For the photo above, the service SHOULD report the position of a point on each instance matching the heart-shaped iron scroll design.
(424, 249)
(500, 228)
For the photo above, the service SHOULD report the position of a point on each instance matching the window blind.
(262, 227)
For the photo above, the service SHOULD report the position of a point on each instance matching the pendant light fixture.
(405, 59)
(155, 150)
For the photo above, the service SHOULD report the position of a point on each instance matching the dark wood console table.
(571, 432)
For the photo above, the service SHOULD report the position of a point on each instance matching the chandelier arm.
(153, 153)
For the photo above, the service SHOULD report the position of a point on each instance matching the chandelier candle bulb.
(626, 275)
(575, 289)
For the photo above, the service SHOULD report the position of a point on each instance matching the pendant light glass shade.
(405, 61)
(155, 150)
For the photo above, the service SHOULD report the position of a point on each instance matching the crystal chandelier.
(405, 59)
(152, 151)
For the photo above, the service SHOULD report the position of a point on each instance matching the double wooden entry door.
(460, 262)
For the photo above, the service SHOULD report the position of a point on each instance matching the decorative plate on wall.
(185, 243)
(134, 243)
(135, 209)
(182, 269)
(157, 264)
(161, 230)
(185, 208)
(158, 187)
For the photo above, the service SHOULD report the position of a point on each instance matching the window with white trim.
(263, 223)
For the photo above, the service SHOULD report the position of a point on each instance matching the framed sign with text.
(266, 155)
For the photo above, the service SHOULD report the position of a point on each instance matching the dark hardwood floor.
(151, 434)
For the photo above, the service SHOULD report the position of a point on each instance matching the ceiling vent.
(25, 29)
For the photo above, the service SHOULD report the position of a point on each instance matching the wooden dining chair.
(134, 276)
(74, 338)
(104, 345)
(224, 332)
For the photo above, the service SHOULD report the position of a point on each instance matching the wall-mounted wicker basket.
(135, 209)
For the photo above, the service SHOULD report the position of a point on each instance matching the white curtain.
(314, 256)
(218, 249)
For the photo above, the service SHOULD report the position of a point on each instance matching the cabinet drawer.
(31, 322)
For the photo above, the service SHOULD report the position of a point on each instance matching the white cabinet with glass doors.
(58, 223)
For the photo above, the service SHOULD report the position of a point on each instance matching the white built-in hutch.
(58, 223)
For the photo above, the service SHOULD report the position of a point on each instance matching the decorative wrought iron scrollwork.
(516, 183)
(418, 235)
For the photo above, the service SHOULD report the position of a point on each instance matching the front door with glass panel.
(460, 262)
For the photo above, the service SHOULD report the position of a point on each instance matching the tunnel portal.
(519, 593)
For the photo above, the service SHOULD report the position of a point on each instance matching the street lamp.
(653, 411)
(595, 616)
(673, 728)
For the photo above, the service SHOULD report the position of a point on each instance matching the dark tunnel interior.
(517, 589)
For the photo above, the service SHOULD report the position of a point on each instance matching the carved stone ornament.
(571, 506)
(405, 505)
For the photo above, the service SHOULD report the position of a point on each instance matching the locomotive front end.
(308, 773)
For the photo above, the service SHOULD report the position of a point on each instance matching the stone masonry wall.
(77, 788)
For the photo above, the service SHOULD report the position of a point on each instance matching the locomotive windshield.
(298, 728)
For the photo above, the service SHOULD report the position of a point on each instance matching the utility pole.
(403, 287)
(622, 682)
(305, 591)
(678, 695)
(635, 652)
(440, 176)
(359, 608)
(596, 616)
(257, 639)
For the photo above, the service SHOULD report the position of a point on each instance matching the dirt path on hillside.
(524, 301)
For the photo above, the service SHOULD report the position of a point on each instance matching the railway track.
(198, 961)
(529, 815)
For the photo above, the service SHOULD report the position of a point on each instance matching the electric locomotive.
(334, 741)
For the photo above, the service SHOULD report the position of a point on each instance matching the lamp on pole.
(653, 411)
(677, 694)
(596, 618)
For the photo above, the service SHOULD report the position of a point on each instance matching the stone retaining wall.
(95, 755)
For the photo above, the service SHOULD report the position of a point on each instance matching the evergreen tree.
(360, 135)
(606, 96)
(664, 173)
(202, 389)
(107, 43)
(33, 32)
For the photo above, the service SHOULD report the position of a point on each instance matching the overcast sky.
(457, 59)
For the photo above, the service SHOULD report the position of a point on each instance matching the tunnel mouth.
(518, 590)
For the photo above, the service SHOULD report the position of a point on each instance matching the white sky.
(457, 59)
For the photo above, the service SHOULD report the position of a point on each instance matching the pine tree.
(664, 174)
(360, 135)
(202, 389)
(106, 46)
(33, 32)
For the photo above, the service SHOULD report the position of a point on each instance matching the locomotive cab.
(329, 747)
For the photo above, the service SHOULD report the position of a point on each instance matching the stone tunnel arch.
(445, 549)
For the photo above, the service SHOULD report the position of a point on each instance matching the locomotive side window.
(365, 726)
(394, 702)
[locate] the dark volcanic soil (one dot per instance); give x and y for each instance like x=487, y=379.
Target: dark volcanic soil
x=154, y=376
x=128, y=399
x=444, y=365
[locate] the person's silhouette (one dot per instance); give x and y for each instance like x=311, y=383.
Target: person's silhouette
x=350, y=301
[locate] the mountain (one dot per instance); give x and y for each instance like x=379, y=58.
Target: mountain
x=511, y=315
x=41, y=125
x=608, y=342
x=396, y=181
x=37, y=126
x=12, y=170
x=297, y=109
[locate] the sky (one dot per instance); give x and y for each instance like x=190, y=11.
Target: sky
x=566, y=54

■ ■ ■ ■

* What this task involves
Only lines with the word "like" should be collected from the material.

* Written solution
[locate] the dark volcanic soil (one dot per instance); give x and y for each instance like x=487, y=379.
[locate] the person's silhouette (one dot per instance); give x and y for each instance like x=311, y=383.
[locate] the mountain (one dot per instance); give x and y for each instance like x=379, y=58.
[locate] the sky (one dot per instance); give x and y for each instance like x=190, y=11.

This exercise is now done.